_Given problem_. Please format the stretch of rows below, from the line that contains "like point(196, 119)." through the line that contains "point(346, 488)", as a Markdown table with an Index column holding the row number and a Line column holding the line, skipping any blank lines.

>>>

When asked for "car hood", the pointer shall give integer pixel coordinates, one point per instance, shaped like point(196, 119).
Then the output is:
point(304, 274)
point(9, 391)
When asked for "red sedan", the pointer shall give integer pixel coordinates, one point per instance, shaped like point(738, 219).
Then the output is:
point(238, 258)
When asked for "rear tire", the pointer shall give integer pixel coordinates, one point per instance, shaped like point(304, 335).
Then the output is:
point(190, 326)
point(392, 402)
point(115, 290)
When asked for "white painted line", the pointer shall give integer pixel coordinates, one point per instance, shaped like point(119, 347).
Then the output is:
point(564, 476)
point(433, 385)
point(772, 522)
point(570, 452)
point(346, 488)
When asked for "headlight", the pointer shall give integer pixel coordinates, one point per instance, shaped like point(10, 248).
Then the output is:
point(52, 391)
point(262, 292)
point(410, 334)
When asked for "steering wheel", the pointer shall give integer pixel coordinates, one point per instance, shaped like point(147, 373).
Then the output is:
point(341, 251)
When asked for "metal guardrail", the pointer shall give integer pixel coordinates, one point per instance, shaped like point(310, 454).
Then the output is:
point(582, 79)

<<<
>>>

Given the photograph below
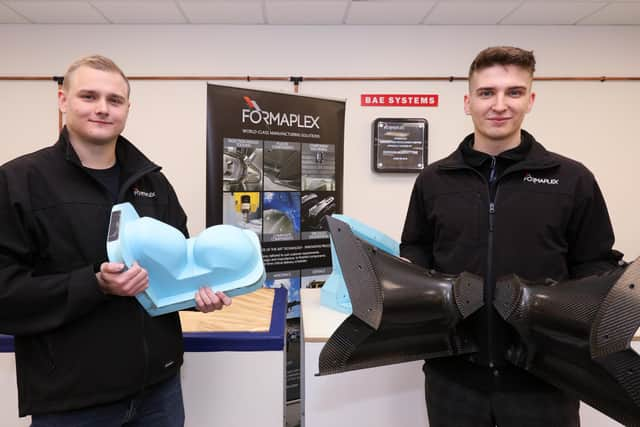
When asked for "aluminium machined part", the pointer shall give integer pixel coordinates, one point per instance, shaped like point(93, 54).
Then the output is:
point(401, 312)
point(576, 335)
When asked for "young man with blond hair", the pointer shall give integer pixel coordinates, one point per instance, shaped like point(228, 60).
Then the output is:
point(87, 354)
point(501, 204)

<<<

_Output of the task_.
| Index | Line |
|---|---|
| 1 | When asked for "car hood", the pointer shall give integer pixel coordinates, one point per instance, shaped like point(196, 119). |
| 2 | Then the output is: |
| 3 | point(304, 274) |
| 4 | point(9, 391) |
| 5 | When asked for "red sedan", the pointer shall give integer pixel coordinates, one point per instance, shaped like point(738, 219). |
| 6 | Then the output is: |
| 7 | point(238, 258) |
| 8 | When asked for "rear tire", the pointer shall give integer pixel coordinates, one point per instance, shaped like point(304, 335). |
| 9 | Then the output is: |
| 10 | point(190, 326) |
| 11 | point(392, 402) |
| 12 | point(115, 290) |
| 13 | When asked for "white painted line", the pointer shall give integer pixel coordinates, one point per instance, shaped like point(119, 347). |
| 14 | Then the output is: |
| 15 | point(564, 476) |
| 16 | point(433, 385) |
| 17 | point(772, 522) |
| 18 | point(570, 452) |
| 19 | point(346, 488) |